Exercise goal
Pick out every line below that contains the word "blurred" and copy each one.

Input
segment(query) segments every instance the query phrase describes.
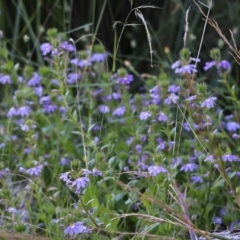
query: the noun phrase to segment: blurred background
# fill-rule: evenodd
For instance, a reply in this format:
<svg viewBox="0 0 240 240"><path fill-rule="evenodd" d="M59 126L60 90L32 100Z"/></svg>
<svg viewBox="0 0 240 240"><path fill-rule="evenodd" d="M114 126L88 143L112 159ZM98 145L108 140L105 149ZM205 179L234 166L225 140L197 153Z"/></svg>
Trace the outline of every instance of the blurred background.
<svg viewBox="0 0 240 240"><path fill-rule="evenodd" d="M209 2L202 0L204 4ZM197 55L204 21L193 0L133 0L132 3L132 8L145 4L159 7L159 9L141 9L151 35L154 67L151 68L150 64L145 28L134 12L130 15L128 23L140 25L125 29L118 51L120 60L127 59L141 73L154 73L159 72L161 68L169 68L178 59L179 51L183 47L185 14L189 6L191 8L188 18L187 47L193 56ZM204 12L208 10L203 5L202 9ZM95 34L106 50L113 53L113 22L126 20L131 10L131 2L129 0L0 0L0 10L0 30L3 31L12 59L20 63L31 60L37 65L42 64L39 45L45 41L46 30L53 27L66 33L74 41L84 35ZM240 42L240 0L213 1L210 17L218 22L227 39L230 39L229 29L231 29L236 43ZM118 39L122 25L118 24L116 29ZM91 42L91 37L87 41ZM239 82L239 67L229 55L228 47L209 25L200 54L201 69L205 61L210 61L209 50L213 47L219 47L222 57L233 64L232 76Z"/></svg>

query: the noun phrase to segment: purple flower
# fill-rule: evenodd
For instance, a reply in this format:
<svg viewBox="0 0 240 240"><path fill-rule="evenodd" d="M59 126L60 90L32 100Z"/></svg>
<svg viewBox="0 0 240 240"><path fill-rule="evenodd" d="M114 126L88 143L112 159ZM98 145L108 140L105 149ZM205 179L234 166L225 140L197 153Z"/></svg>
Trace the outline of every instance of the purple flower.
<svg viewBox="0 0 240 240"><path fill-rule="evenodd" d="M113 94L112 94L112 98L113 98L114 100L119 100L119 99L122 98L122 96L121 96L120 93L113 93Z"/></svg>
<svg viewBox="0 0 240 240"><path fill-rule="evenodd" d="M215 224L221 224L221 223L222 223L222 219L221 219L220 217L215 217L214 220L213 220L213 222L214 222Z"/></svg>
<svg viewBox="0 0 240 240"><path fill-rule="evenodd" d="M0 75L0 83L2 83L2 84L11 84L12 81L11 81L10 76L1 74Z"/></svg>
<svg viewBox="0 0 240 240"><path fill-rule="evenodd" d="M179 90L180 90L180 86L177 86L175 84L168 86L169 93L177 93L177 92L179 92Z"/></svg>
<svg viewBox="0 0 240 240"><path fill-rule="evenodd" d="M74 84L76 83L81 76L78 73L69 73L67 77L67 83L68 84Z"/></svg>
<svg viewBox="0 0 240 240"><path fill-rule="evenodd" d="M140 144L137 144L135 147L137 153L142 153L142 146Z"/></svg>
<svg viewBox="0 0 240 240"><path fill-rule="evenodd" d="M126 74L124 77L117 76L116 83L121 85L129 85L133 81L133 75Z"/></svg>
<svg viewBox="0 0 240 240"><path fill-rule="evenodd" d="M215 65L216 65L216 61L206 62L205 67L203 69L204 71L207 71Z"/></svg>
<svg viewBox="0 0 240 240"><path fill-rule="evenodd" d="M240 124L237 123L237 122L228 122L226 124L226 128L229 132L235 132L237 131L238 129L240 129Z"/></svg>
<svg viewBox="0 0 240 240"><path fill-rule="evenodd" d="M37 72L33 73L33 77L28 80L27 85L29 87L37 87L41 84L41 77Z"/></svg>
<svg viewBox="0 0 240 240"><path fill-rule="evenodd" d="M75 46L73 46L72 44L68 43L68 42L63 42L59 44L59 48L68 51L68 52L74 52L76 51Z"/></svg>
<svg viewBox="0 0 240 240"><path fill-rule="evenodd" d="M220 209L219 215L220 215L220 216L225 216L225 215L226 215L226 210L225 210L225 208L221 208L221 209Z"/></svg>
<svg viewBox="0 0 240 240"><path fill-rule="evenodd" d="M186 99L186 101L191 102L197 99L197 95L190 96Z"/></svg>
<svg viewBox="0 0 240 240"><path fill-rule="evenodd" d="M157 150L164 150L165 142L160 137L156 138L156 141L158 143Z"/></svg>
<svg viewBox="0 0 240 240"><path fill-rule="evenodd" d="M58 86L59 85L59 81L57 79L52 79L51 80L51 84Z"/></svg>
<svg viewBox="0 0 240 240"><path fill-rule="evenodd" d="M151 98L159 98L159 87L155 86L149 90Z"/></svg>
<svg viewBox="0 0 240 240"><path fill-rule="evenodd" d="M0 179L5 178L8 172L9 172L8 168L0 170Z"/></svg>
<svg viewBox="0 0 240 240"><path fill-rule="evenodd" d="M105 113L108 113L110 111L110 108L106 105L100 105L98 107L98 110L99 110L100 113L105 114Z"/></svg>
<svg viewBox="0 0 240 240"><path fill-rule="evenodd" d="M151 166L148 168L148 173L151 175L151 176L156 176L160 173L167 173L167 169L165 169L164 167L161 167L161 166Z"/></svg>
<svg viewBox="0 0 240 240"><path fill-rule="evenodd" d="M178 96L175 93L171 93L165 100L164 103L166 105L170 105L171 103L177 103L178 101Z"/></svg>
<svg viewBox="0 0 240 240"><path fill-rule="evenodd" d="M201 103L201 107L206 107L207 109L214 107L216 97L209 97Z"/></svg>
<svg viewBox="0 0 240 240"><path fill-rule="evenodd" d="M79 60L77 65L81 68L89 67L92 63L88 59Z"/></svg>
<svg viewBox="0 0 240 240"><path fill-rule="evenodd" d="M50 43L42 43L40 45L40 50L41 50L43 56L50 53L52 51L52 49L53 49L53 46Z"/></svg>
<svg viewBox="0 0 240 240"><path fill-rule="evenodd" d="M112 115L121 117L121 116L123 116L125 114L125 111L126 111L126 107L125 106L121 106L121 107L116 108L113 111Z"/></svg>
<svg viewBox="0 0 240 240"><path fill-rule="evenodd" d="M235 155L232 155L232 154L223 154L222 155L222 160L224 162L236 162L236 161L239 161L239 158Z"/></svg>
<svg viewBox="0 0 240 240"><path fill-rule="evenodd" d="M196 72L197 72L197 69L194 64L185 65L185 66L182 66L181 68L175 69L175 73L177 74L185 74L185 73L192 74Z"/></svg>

Response to this task
query: the noun phrase to segment: blurred background
Trace the outline of every instance of the blurred background.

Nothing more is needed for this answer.